**** DOCUMENT
1° Elle suppose faussement qu’il est impossible qu’une seconde législature n’apporte pas le vœu du peuple;

2° Elle suppose faussement que le roi sera tenté de prolonger son veto contre le vœu connu de la nation;

3° Elle suppose que le veto suspensif n’a point d’inconvénients, tandis qu’à plusieurs égards il a les mêmes inconvénients que si l’on accordait au roi aucun veto (...)

 

«  N’armons donc pas le roi contre le pouvoir législatif, en lui faisant entrevoir un instant quelconque où l’on se passerait de sa volonté, et où, par conséquent, il n’en serait que l’exécuteur aveugle et forcé. Sachons voir que la nation trouvera plus de sûreté et de tranquillité dans les lois expressément consenties par son chef, que dans des résolutions où il n’aurait aucune part, et qui contrasteraient avec la puissance dont il faudrait, en tout état de cause, le revêtir. Sachons que, dès que nous avons placé la couronne dans une famille désignée, que nous en avons fait le patrimoine des aînés, il est imprudent de les alarmer en les assujettissant à un pouvoir législatif, dont la force reste entre leurs mains, et où cependant leur opinion serait méprisée. Ce mépris revient enfin à la personne, et le dépositaire de toutes les forces de l’Empire français ne peut pas être méprisé sans les plus grands dangers.. » (5)
********
**** DONNÉES ENREGISTRÉES
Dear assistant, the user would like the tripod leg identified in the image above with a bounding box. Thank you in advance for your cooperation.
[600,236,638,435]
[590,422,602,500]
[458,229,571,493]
********
# ÉNONCÉ
Répondez aux questions suivantes à partir du document.
(a) D'après le point « 1° », que suppose faussement la position critiquée au sujet d'une seconde législature ?
(b) D'après le point « 2° », de quoi le roi serait-il tenté selon cette même supposition ?
(c) Dans le passage entre guillemets, où la nation trouvera-t-elle plus de sûreté et de tranquillité ?

# CORRIGÉ
(a) Elle suppose qu'il est impossible qu'une seconde législature n'apporte pas le vœu du peuple.
(b) Le roi serait tenté de prolonger son veto contre le vœu connu de la nation.
(c) Dans les lois expressément consenties par son chef.